Exercise data:
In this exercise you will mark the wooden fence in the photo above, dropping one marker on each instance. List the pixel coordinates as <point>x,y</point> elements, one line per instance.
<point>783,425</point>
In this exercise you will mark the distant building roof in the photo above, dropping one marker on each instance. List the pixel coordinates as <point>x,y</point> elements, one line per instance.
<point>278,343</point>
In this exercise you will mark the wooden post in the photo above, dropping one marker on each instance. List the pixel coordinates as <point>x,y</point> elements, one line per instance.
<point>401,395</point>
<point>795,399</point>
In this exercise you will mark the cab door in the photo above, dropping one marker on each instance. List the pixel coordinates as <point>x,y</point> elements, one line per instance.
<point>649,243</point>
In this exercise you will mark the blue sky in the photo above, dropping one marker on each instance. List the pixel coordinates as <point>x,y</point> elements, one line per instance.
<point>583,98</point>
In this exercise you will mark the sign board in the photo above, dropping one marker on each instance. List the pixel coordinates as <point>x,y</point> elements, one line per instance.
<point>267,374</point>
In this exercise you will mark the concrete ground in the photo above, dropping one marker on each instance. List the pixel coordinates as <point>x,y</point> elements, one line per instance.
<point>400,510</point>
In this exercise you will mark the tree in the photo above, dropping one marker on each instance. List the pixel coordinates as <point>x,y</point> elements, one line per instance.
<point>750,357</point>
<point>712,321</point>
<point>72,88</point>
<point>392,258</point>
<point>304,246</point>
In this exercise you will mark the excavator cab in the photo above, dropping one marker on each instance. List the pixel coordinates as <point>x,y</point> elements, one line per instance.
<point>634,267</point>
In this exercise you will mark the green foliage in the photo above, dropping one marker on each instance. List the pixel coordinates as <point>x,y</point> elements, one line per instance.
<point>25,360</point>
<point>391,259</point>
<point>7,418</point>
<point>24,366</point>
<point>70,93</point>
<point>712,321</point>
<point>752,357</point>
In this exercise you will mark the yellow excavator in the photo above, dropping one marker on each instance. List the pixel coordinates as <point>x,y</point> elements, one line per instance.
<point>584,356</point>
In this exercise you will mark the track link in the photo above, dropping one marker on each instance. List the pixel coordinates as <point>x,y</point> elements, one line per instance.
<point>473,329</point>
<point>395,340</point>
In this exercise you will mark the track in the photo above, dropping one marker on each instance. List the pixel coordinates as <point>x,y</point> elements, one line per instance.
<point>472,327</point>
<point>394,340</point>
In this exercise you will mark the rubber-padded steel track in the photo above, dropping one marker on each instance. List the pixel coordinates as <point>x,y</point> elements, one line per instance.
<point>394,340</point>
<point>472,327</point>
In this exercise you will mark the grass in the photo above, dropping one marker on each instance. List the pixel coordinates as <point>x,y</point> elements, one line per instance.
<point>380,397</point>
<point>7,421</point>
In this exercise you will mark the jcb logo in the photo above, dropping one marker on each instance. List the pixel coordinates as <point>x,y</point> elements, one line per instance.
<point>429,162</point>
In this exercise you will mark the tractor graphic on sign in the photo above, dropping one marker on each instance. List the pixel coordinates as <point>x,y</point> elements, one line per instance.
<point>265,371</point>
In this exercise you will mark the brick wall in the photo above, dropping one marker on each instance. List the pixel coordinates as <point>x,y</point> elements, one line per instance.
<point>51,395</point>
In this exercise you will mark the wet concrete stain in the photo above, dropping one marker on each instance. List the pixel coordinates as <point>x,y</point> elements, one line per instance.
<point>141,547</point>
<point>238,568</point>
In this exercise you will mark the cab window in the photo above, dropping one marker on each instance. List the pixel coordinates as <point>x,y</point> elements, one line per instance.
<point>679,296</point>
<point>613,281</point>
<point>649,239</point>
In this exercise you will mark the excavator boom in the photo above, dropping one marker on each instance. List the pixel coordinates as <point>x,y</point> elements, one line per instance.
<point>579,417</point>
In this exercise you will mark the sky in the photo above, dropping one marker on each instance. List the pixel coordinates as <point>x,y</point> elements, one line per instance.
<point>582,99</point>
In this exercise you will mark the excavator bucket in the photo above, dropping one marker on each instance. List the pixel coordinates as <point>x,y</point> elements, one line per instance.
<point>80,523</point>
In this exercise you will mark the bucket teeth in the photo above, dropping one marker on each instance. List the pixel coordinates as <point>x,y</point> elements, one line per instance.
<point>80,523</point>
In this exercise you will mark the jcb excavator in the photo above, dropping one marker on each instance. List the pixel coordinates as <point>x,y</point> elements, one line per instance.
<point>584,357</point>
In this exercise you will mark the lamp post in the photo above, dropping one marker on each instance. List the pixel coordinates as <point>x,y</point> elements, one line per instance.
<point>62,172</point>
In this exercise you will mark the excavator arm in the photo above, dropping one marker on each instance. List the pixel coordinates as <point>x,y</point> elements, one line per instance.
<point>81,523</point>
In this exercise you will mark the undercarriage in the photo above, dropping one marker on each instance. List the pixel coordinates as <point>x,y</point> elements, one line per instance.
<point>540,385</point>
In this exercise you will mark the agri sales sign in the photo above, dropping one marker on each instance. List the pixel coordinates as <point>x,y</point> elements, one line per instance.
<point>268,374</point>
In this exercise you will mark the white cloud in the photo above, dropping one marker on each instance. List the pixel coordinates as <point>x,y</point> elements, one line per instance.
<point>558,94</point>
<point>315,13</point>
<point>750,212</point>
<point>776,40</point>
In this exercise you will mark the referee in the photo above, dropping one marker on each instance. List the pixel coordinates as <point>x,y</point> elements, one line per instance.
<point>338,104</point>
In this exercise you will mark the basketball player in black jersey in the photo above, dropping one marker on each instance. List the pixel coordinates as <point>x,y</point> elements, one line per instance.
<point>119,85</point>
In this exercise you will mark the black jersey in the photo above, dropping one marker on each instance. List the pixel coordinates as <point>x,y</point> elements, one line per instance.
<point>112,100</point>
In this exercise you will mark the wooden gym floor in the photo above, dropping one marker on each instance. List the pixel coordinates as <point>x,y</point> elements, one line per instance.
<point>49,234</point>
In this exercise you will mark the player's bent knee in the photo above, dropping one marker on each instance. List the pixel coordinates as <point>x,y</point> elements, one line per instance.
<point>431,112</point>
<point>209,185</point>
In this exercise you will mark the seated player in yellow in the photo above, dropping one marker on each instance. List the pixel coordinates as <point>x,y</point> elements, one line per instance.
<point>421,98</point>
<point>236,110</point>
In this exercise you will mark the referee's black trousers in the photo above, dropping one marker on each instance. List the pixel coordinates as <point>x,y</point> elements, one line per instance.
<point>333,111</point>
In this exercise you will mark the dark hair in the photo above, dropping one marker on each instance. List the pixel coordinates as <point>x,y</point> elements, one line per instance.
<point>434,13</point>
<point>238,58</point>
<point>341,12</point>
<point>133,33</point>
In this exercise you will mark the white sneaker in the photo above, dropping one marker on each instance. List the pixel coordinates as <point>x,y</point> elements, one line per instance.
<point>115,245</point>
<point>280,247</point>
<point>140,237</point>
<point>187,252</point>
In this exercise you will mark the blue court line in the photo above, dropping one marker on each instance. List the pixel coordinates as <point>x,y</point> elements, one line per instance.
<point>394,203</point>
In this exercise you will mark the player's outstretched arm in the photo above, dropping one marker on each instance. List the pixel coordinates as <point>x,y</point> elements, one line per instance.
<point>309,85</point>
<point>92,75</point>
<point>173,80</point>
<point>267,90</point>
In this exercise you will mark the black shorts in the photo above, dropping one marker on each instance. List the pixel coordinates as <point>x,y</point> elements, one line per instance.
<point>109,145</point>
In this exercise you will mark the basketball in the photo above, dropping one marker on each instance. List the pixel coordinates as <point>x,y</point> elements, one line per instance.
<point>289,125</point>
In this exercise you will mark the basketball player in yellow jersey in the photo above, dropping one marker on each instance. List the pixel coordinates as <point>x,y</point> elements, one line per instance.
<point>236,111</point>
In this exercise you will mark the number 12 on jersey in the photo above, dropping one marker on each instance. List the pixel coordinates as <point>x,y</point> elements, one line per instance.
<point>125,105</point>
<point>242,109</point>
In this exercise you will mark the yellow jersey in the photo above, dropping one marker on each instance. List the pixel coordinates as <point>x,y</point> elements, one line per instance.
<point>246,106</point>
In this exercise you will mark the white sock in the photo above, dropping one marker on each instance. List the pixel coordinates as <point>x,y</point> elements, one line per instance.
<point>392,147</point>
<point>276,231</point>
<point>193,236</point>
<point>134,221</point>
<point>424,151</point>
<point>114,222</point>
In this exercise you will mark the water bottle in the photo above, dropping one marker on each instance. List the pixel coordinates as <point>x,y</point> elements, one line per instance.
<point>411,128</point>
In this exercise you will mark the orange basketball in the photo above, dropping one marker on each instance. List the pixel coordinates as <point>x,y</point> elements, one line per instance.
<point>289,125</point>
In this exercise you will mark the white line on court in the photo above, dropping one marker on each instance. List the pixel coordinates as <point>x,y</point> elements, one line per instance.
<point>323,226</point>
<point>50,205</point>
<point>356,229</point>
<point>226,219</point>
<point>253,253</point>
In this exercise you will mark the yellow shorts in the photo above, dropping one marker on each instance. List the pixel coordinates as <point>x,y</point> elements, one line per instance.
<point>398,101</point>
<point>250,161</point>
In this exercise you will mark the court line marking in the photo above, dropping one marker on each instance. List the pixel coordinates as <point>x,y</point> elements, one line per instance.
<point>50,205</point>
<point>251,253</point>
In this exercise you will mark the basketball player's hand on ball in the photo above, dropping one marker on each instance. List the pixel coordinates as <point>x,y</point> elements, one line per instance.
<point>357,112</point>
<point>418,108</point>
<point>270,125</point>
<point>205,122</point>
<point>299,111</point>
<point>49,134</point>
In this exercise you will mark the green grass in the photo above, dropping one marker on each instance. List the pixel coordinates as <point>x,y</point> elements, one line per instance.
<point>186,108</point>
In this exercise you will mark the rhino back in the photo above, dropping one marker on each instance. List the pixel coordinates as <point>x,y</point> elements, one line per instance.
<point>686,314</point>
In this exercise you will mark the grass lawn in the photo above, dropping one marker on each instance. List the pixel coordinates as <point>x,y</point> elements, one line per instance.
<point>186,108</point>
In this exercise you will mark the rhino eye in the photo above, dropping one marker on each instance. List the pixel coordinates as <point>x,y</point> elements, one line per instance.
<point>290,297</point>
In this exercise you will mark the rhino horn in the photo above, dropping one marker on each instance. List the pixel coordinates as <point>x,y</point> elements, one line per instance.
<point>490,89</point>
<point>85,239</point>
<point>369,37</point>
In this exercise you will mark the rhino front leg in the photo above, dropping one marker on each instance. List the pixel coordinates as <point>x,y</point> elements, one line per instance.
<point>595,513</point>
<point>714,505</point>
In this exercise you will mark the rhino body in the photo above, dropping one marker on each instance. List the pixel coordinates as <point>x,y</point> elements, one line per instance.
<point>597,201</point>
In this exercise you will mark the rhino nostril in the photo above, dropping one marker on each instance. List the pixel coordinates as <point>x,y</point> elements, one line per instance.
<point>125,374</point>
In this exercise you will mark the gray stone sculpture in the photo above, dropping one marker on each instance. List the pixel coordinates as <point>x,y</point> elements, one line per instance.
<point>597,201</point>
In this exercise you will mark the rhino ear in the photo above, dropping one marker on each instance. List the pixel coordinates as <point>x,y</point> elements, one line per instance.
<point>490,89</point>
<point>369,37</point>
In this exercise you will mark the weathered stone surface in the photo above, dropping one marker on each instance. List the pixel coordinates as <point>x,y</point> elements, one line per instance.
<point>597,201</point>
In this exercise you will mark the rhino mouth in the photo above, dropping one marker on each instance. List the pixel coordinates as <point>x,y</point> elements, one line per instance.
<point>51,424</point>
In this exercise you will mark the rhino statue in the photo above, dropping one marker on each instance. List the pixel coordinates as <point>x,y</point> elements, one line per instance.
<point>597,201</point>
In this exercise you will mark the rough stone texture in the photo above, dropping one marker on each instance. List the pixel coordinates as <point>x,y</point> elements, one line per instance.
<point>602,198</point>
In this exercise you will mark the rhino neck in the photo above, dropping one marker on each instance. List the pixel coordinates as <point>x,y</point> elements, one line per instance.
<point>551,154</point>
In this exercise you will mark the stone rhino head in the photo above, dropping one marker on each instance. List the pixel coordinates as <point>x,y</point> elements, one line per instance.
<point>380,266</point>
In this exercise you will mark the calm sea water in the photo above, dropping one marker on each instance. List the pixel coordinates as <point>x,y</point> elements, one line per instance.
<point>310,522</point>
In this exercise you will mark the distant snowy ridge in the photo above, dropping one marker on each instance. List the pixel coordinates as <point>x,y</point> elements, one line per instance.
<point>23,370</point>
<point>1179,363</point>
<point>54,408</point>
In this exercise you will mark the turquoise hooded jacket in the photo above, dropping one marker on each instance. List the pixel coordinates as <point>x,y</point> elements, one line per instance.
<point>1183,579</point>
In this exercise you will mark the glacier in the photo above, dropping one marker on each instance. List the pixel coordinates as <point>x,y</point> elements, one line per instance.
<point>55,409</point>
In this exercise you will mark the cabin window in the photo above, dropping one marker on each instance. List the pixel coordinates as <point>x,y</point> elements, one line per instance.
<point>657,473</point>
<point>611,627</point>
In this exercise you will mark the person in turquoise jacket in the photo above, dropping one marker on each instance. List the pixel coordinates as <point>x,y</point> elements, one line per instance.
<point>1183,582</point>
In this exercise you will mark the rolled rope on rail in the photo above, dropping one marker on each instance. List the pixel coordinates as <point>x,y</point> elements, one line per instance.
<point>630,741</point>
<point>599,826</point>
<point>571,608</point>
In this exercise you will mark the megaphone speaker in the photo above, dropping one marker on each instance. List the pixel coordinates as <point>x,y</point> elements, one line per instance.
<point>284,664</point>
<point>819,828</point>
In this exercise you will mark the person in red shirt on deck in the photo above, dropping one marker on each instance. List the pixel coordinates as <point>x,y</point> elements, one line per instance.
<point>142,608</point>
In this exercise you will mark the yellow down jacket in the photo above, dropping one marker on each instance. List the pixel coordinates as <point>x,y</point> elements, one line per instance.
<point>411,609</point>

Task requirements: Only the span from the line with "In this exercise you will mark the person in red" through the final line of the records goes in the output, each line unchanged.

Solution:
In this exercise you will mark the person in red shirt on deck in the photo above, dropping one marker on each instance. List the pixel coordinates as <point>x,y</point> elements, one line per instance.
<point>142,608</point>
In this exercise you will mark the yellow down jacket in the photo above, dropping one marker on each instance. List the pixel coordinates as <point>x,y</point> elements, one line per instance.
<point>411,609</point>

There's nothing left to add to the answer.